Document extract
=== Begin Enclosure ===

12 October 2020

Columbus Day And Encountering Life from Another Solar System

528 years ago, two continents began a slow collision that would devastate the people of one and transform the people of the other.

In 1492, seventy-five million people lived in the Americas and 60 million lived in Europe. Between 1500 and 1800, as many as fifty million Native Americans died, chiefly of disease. Europeans brought with them a host of diseases for which Americans - who had crossed the Bering Strait 14,000 years earlier - had no immunity. It's true that the Europeans practiced genocide. It's also true that genocide was nearly incidental in its death toll in comparison to deaths by a dozen pandemics. The first Americans and American civilizations were devastated.

Columbus landed in the Americas in 1492 but died thinking he had landed in Asia. It took time for Europeans to realize that they’d discovered a new world and it called everything into question. The Bible made no mention of Americans and yet here were strange tales of a people who had seemed to evolve a very similar civilization -complete with aristocracy and priests - but who knew nothing of Abraham, Jesus or Muhammed.

This collision was devastating to Americans and disruptive to Europeans. A quarter of a century after Columbus landed in the Americas, Martin Luther posted his 95 theses, igniting a Protestant Revolution that would transform Europe. The contrast between how northern and southern Europe would disperse power between church and state was trivial in comparison to how Americans and Europeans ordered their worlds. Big change is easier to undertake when it is made to seem small by contact with a new civilization. Soon gold and silver began streaming in from the Americas, triggering a long economic transformation that is still incomplete.

=== End Enclosure ===

Records
=== Begin Enclosure ===

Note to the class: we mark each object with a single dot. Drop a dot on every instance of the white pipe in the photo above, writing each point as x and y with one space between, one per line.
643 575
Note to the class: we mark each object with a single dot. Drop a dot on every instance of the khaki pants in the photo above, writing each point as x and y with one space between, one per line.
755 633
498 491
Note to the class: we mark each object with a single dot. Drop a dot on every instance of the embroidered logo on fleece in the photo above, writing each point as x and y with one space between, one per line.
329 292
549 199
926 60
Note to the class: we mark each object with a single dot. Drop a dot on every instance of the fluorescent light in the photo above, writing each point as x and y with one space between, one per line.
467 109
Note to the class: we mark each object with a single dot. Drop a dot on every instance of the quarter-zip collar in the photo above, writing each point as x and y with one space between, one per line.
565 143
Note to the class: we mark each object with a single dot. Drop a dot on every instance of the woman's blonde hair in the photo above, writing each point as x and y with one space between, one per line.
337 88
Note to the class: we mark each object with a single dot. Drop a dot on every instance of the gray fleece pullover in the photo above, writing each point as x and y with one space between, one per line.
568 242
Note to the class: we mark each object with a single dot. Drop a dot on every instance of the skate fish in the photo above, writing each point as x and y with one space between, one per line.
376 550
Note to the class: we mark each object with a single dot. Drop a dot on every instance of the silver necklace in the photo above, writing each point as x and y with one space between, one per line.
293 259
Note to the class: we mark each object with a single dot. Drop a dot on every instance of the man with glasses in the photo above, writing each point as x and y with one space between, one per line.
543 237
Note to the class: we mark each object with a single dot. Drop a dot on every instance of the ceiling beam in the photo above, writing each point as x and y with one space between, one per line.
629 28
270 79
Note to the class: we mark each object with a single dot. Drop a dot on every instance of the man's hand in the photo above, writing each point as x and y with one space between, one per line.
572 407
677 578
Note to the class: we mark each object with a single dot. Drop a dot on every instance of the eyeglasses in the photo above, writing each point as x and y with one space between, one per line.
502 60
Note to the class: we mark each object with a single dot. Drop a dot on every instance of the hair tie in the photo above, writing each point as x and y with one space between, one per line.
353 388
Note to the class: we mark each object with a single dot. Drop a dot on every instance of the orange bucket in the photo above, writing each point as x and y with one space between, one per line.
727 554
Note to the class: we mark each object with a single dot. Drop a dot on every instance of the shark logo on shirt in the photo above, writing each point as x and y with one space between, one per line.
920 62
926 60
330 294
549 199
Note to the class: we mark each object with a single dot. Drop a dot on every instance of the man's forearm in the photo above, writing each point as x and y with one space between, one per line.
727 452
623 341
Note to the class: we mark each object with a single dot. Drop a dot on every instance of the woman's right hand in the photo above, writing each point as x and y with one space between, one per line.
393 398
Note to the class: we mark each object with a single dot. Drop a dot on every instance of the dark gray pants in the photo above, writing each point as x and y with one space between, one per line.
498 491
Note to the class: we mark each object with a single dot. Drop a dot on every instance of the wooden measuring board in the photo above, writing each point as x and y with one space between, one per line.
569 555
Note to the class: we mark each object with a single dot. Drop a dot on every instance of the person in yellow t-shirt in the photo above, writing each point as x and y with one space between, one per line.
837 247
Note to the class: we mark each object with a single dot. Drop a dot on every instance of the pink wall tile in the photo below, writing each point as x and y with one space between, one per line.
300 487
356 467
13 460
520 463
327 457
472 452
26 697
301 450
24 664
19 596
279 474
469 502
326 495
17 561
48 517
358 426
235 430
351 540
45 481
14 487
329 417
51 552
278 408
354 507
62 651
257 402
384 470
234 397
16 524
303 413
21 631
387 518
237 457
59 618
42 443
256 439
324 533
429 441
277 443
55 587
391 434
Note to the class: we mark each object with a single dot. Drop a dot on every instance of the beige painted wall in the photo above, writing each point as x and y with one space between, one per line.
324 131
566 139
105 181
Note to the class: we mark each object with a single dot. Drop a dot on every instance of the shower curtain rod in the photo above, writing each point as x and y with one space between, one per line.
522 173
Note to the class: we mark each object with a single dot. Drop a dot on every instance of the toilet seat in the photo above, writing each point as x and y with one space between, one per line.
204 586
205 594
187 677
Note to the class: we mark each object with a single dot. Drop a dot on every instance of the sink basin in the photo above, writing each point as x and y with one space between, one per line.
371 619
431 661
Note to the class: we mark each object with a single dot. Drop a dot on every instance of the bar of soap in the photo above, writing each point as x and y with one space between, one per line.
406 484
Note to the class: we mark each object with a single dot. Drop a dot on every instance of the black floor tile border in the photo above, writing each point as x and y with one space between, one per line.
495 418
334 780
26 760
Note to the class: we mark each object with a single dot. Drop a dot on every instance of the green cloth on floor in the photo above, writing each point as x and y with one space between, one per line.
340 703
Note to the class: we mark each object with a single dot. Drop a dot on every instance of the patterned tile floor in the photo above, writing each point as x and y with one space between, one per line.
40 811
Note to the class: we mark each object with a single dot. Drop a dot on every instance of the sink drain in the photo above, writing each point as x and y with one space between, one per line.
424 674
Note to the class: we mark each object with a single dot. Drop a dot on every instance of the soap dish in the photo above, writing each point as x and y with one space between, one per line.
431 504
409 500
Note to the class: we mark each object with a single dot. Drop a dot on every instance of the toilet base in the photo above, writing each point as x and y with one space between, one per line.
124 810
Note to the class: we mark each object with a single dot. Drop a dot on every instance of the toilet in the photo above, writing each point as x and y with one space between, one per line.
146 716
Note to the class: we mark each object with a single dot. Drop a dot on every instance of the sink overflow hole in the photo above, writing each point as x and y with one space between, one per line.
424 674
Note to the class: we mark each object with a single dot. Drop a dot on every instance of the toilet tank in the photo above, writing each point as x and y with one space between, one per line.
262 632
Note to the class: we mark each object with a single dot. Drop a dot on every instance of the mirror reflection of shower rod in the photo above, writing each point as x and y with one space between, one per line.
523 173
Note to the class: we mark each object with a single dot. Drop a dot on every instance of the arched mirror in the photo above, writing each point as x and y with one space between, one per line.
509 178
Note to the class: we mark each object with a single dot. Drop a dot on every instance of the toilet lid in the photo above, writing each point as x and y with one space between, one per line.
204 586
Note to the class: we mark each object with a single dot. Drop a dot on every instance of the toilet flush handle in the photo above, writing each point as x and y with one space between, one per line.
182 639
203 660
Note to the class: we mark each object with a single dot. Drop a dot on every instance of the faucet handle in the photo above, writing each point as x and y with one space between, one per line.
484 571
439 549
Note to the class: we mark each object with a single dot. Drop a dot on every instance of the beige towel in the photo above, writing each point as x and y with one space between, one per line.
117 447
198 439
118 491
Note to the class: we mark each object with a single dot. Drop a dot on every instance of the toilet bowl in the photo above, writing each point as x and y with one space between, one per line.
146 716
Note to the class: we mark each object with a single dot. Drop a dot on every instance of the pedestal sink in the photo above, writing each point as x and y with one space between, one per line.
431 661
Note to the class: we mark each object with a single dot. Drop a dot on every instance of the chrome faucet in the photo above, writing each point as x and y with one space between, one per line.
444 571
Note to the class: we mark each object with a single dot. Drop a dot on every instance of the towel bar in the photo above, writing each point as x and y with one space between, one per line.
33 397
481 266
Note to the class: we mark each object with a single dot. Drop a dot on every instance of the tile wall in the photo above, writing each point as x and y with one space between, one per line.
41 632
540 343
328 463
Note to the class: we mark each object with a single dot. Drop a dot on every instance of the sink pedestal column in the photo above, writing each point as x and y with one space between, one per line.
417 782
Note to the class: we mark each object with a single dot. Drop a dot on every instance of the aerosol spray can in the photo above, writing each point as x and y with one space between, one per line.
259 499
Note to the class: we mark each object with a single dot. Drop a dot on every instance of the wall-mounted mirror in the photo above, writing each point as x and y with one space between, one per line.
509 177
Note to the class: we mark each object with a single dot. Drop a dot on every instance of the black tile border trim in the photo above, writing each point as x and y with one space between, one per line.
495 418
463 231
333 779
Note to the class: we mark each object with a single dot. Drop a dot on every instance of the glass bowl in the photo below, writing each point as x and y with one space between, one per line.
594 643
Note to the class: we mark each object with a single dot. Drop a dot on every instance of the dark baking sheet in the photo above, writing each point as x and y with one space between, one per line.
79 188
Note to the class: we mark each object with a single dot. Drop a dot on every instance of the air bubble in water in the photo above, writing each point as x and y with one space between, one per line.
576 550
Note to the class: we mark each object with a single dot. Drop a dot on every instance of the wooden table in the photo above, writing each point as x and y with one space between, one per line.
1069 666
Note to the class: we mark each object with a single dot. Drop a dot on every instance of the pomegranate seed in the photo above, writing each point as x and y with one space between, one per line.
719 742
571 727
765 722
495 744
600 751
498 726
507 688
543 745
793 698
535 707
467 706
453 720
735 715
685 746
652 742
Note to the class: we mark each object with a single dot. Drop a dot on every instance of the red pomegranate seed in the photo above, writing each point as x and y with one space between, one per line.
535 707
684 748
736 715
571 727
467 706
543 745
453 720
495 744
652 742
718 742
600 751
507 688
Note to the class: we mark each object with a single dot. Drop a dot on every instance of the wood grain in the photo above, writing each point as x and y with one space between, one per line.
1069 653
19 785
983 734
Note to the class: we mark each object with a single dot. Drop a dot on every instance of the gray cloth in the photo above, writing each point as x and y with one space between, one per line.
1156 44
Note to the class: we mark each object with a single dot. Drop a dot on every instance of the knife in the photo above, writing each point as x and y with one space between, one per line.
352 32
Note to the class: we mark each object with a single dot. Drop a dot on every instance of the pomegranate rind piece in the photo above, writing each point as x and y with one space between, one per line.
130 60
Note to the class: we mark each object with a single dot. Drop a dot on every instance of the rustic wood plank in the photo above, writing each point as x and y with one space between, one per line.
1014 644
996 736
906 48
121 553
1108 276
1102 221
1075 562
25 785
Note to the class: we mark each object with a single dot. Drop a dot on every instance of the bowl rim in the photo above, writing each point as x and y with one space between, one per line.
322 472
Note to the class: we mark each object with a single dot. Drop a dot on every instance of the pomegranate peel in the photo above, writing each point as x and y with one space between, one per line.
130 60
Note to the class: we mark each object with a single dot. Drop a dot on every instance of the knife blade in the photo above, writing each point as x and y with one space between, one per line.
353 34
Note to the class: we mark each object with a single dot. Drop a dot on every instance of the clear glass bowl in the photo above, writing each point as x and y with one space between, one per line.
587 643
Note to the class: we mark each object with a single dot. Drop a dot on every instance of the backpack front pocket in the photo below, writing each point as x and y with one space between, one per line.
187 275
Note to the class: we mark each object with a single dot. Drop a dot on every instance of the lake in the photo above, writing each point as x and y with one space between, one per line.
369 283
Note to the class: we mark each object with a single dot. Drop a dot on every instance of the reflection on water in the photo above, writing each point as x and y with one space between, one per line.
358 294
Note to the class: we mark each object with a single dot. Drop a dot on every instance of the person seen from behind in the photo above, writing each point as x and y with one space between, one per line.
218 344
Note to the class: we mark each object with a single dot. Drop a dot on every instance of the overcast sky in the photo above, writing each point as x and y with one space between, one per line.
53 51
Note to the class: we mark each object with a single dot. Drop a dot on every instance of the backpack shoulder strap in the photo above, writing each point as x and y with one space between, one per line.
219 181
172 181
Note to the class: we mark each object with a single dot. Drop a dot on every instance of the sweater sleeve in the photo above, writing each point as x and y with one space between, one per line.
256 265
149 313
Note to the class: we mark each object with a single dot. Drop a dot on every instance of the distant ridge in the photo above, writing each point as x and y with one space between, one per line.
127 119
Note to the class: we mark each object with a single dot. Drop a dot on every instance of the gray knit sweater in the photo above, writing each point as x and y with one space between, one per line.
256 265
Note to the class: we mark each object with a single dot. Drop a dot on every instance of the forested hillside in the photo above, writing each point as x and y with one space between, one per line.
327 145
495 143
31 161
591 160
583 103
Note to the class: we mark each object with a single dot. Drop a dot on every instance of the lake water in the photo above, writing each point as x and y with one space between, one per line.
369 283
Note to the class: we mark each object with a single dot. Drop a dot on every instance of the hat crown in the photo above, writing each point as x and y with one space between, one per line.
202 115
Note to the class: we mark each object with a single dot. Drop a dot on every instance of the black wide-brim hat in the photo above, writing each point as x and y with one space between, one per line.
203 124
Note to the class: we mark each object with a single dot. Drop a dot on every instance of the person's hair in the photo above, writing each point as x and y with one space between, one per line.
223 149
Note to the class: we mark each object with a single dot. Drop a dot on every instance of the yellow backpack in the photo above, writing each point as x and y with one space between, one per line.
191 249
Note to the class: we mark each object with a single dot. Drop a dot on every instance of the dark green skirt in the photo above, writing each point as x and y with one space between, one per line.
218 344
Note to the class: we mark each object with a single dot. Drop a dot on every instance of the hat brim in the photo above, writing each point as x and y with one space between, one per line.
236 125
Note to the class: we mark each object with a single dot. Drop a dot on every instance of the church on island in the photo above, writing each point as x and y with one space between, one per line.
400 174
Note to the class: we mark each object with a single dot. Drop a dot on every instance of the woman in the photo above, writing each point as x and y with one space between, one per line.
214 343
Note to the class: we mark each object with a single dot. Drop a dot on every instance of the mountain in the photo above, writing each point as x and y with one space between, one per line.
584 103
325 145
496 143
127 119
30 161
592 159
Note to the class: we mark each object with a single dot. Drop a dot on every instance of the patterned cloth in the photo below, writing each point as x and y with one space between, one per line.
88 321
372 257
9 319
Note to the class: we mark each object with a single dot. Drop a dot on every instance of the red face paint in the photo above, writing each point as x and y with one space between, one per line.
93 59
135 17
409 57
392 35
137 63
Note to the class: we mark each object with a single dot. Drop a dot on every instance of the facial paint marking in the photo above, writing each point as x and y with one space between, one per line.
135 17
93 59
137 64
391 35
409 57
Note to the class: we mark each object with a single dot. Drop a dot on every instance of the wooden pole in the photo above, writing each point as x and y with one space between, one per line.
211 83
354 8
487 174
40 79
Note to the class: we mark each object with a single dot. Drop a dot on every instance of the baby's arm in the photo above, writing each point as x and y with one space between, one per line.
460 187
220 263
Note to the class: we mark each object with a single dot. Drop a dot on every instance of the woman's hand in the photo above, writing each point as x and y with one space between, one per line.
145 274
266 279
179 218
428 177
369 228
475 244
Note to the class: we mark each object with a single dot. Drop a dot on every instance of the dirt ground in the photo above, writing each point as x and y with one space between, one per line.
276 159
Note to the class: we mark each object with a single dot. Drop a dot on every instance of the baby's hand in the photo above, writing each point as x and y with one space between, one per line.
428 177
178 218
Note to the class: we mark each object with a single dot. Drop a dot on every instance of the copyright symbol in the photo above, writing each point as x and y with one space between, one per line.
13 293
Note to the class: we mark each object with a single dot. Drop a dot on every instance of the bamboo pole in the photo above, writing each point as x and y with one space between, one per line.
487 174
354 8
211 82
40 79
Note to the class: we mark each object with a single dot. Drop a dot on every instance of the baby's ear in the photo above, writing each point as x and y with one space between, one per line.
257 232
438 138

=== End Enclosure ===

Tasks and exercises
**1)** According to the Columbus Day essay, how many people lived in the Americas in 1492?
**2)** Output the section of the Columbus Day essay that starts at "528 years ago, two" and ends at "civilizations were devastated.".
**3)** Go on with the Columbus Day essay from where it stops.

Results of the exercise
**1)** Seventy-five million people.

**2)**
528 years ago, two continents began a slow collision that would devastate the people of one and transform the people of the other.

In 1492, seventy-five million people lived in the Americas and 60 million lived in Europe. Between 1500 and 1800, as many as fifty million Native Americans died, chiefly of disease. Europeans brought with them a host of diseases for which Americans - who had crossed the Bering Strait 14,000 years earlier - had no immunity. It's true that the Europeans practiced genocide. It's also true that genocide was nearly incidental in its death toll in comparison to deaths by a dozen pandemics. The first Americans and American civilizations were devastated.

**3)**
The White House came out swinging in defense of Columbus Day as a great day that deserves celebration. Other people find it horrific that we celebrate the start of the end of the Americas of 1491 and the people who lived here. In 100 years, when coastal cities are being rebuilt at great expense, people will dismiss everything we have done and stood for simply because none of us are innocent of the consumption of fossil fuels. They’ll likely be horrified at us in the same way that we are horrified by the brutality of Europeans who first came to the Americas. I don’t know how you glorify Columbus or ignore this as a momentous day. I don't know how you properly judge two groups of people who were very different beings from us, shaped by such radically different worldviews, beliefs, practices and technology. I don’t know if you celebrate this day or condemn it or what difference either makes. I only know that to experience anything as disruptive, dangerous, exhilarating, terrifying, transformative and as difficult to comprehend as it was for Americans and Europeans when they first encountered each other, we will have to encounter a civilization from another solar system.